• **Passage shown**:
===============
Reading Festival 2013: Green Day bring first day to vibrant close with headline set
This year may be the first to see a dance stage across all three days
Friday 23 August 2013
Green Day brought the first day of the Reading Festival to a vibrant close that cemented the view both veterans were trading on tried and tested values.
Highlights from their trio of recent albums, notably the anthemic ’99 Revolutions’, contrasted well with crowd-pleasing rabble-rousers, among them ‘Know Your Enemy’.
At the heart of the set was a run-through their breakthrough album Dookie, 20 years young next year. The punk-pop threesome sped through it so quickly that less memorable material was soon forgotten as they hurried to the evergreen ‘Basket Case’ and the romantic ‘She’.
Despite some progression over two decades, Green Day have stayed true to their roots, making a two hour set a challenge to maintain interest. Fresh from treatment for substance abuse, frontman Billie Joe Armstrong showed he maintained close empathy with his fellow “freaks” as he called the band’s army of fans.
Likewise, Reading knows its audience.
This year may be the first to see a dance stage across all three days, yet the Berkshire weekender remains a rite of passage for young music fans and groups that prefer guitars, the crunchier and louder the better. Main-stage notables System Of A Down and Deftones would have been familiar in the early noughties.
===============
Transcribe part of the Reading Festival review word for word, beginning at "Despite some progression" and stopping after "knows its audience.".
===============
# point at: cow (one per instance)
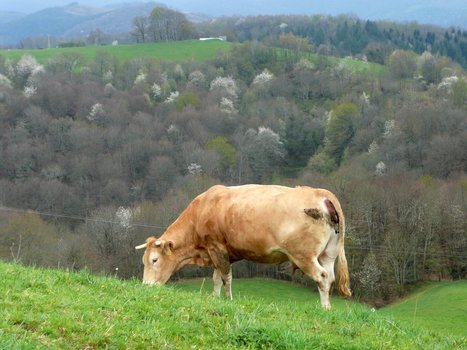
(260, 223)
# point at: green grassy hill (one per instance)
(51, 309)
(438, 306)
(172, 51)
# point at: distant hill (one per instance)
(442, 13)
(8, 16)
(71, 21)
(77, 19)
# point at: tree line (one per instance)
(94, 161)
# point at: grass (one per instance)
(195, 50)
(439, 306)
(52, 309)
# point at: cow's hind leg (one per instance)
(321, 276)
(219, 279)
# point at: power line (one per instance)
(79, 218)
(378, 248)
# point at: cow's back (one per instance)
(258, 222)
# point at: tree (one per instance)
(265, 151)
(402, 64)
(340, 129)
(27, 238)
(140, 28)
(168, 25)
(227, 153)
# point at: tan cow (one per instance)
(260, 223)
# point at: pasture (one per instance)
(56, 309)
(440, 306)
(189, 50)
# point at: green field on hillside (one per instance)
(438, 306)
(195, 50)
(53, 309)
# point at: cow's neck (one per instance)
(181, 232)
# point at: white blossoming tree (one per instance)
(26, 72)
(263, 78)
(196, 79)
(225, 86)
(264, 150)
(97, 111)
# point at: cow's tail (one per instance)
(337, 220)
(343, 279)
===============
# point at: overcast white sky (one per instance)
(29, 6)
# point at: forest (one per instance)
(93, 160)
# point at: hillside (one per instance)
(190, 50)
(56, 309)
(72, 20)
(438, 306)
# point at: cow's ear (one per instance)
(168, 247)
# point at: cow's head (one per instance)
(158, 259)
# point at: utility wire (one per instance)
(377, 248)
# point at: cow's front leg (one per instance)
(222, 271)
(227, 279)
===============
• **Result for this task**:
Despite some progression over two decades, Green Day have stayed true to their roots, making a two hour set a challenge to maintain interest. Fresh from treatment for substance abuse, frontman Billie Joe Armstrong showed he maintained close empathy with his fellow “freaks” as he called the band’s army of fans.
Likewise, Reading knows its audience.